(Task list)
a) Please list the countries named in the gene therapy text below as home to the hospitals taking part in the international trial.
b) Reproduce the passage of the gene therapy text below that begins with the words containing "This same group" and ends with "of early treatment.".

(Selected text)
= = = = =
From there, all the preclinical trials took off, with Sarepta—the laboratory behind this gene therapy—launching phases one and two, which showed that the therapy was safe and effective. This allowed for the development and eventual launch of phase three of the trial (Embark) for patients aged four to eight. In the clinical trial, the adeno-associated virus (vector), with the ability to inject new genetic material into muscle cells, does so with microdystrophin. The first children in this age group to be treated tolerated the treatment well, seeing significant improvements to their motor function.

Gene therapy is more effective when applied early

This same group of specialists took part in phase three of the Embark study, managing to recruit 12 patients aged four to eight. These data will be reviewed by the European Medicines Agency (EMA) in the hope that the therapy will be approved. A few weeks ago, the Envol clinical trial began for children under the age of four. The trial hopes to recruit an initial cohort of ten patients between age three and just under four, as per safety results for this group. Even younger patients will be allowed to take part at a later stage, such as those aged two to three, or even months’ old children—who, in fact, have not even been born yet—in order to determine the safety and efficacy of early treatment.

Six hospitals are taking part in this international trial, from the United Kingdom, Italy, the Netherlands, France, Belgium and Spain. The SJD Barcelona Children's Hospital has treated the first patient, and judging by the number of patients and families on the waiting list, we are confident that we will be able to recruit around four more participants. Once again, just like with the Embark study, our facility will offer the most patients to the study.

‘Our aim is to always try to offer every treatment option to our patients. However, not everyone is a candidate. There are several very specific clinical and genetic criteria that must be met. One of the most significant limiting factors in receiving this treatment is that patients must not have any antibodies against the vector (modified adenovirus) used to administer the dystrophin microgene’, highlights Andrés Nascimento.

A pioneering unit in neuromuscular disease

The Neuromuscular Diseases Unit at the SJD Barcelona Children's Hospital is made up of a multidisciplinary team with experience in the diagnosis of, treatment of and research into various diseases under the neuromuscular disorders group (NMD).

It is a pioneering unit in the treatment of patients with Duchenne muscular dystrophy and spinal muscular atrophy, among other disorders. It attends to 800 patients with NMD every year. The Unit works closely with healthcare entities and centres all over the world, and is developing an ambitious research and education programme focusing on patient and family healthcare provision. It has been working in close collaboration with the Clinical Research Unit for over 15 years.

Among the Unit's many accreditations, its membership of the European Reference Network for Neuromuscular Diseases (EURO NMD) stands out, not to mention its CSUR accreditation as a reference centre within the Neurology Department from the Spanish Ministry of Health. Within the context of Catalonia, the Unit is part of the Network of Units of Clinical Expertise (XUEC) for Care of Neuromuscular Diseases.

SJD and its commitment to pediatric clinical trials

The SJD Barcelona Children's Hospital is a reference centre in Spain for its work in the field of pediatric clinical research. Currently, the hospital provides support to 235 trials across 21 different therapeutic areas. Among these areas is the Neurology Department, in which several important investigations are being carried out to develop new treatments, such as advanced gene and cellular therapies. A significant portion of these trials—almost 70%—is focused on finding new, alternative treatments for rare diseases, many of which currently have no curative treatment method, such as Duchenne muscular dystrophy.

The high specialisation of the facility and its staff, as well as the possibility of offering new treatments that are currently in their research and investigation phase, means that the Hospital receives a high number of patient referrals—not just from within Spain, but from all over the world—to take part in these clinical trials.
= = = = =
(Provided records)
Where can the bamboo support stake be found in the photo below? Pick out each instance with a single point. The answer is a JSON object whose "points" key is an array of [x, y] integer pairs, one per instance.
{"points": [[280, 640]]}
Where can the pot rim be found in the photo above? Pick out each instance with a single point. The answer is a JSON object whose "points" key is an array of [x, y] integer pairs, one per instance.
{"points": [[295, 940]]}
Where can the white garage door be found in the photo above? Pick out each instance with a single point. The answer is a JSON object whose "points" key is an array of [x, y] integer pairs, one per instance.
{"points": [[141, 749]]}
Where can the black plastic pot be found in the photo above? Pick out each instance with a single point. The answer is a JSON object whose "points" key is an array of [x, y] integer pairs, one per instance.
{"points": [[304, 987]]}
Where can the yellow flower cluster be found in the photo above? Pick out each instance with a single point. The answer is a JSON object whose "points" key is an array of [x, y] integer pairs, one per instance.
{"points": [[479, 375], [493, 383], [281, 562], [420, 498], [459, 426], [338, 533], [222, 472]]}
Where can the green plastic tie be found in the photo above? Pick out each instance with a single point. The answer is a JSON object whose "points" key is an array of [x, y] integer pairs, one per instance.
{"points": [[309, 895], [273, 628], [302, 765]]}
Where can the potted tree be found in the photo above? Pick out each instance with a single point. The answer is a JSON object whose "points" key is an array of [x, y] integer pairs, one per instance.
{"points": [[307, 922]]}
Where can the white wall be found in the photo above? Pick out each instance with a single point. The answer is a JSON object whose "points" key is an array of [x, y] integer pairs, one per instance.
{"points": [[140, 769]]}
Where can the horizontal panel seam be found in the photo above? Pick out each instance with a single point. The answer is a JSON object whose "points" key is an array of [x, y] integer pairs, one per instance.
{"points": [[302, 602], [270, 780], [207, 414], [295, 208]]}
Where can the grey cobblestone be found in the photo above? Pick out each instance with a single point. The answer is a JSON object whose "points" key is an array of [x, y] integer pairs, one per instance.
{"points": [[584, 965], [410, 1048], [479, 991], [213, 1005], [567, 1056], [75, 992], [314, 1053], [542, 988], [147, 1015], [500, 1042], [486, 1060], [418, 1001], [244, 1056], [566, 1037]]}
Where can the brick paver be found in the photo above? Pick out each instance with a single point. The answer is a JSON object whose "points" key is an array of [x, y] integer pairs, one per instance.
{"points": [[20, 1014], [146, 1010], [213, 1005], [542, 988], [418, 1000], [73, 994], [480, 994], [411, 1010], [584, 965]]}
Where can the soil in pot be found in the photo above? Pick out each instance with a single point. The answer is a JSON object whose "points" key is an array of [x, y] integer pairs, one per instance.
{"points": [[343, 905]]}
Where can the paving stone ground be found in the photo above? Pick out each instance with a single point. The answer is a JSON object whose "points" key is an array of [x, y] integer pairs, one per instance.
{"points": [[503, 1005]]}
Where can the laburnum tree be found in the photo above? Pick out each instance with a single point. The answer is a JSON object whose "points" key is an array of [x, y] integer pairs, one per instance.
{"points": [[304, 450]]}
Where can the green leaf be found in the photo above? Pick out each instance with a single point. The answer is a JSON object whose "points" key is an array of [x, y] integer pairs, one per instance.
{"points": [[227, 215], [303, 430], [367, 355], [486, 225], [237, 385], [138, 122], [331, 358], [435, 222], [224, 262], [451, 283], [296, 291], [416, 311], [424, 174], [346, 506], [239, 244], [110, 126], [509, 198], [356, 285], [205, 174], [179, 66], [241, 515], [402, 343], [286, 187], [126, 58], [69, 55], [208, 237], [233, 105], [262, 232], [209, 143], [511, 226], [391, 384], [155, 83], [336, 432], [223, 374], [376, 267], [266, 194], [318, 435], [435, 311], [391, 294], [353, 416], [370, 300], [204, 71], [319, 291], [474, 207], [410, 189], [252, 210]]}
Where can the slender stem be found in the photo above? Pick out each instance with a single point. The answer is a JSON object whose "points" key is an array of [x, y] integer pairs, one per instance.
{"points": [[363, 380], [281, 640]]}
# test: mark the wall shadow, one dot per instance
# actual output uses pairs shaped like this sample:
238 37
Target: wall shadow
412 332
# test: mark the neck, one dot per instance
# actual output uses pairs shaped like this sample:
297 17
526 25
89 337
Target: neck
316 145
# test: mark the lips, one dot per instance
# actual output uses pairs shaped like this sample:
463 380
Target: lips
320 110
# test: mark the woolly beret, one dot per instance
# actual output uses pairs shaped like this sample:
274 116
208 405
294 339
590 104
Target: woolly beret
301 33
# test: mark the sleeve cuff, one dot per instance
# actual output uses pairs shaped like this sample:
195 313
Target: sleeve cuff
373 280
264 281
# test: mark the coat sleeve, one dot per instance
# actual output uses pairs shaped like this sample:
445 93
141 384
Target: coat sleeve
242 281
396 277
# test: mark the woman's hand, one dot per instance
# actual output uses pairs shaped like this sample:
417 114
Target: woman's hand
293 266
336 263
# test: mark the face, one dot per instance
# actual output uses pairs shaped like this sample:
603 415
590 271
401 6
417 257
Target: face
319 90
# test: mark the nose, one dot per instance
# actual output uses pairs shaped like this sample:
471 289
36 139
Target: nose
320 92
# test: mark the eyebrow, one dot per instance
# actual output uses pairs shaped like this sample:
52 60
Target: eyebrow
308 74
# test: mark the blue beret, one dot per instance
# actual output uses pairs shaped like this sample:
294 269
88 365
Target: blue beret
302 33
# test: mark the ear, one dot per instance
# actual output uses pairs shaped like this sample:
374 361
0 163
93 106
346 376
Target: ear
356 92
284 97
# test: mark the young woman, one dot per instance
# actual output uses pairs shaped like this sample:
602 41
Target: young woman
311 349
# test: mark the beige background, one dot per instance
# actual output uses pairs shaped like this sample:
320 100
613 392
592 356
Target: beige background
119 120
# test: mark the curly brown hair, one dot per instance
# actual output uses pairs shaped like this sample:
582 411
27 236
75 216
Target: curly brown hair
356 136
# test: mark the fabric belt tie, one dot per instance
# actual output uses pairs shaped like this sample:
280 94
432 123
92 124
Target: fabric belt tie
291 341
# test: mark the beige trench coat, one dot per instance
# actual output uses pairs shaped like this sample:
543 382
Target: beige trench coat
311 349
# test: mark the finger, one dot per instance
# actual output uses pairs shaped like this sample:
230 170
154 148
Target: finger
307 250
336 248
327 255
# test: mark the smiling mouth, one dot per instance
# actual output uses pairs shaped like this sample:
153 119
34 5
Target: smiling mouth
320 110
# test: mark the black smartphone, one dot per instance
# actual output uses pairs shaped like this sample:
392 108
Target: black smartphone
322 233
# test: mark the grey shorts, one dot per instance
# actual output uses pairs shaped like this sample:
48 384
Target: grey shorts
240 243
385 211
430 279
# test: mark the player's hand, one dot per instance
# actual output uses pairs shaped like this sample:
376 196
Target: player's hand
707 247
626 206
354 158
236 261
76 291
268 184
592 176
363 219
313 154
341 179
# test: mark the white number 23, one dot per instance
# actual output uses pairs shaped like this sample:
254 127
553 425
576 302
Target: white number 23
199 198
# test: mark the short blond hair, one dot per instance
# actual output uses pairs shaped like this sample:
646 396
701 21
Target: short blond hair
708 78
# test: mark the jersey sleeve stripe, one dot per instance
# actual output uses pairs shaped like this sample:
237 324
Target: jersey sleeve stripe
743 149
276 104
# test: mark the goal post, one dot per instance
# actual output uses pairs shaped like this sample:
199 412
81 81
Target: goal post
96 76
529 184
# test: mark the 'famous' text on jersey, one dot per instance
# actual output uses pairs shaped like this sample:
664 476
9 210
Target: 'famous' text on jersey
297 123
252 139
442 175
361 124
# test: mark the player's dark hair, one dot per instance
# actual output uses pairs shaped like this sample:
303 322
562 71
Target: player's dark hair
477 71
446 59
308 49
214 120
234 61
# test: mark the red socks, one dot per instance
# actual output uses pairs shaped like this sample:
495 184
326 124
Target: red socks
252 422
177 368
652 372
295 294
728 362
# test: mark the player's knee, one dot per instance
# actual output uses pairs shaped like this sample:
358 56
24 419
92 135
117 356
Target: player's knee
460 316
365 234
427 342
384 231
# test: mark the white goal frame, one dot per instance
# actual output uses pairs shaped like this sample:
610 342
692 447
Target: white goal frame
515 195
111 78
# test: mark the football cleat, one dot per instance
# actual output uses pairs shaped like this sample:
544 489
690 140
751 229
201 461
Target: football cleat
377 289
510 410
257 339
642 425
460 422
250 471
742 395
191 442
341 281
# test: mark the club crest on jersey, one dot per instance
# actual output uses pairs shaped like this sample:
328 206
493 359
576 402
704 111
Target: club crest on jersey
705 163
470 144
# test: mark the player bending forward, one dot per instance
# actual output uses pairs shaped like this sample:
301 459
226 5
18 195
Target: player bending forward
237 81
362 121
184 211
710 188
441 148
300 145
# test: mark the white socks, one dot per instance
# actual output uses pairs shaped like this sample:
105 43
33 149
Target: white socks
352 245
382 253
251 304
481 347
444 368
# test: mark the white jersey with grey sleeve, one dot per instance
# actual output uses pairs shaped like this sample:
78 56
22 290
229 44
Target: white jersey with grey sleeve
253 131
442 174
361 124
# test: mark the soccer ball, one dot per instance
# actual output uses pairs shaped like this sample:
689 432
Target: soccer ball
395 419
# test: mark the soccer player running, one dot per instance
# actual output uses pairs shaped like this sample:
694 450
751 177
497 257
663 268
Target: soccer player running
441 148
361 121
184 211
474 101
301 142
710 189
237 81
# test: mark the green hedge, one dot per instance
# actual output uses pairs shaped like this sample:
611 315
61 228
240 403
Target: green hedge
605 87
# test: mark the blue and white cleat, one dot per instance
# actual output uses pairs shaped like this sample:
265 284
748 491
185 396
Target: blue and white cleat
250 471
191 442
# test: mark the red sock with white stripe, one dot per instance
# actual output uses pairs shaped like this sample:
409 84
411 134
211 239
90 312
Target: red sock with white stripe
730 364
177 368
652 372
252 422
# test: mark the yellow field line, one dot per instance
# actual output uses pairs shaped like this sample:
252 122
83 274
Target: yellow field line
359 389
= = = = =
(Solutions for each task)
a) United Kingdom, Italy, the Netherlands, France, Belgium, Spain

b)
This same group of specialists took part in phase three of the Embark study, managing to recruit 12 patients aged four to eight. These data will be reviewed by the European Medicines Agency (EMA) in the hope that the therapy will be approved. A few weeks ago, the Envol clinical trial began for children under the age of four. The trial hopes to recruit an initial cohort of ten patients between age three and just under four, as per safety results for this group. Even younger patients will be allowed to take part at a later stage, such as those aged two to three, or even months’ old children—who, in fact, have not even been born yet—in order to determine the safety and efficacy of early treatment.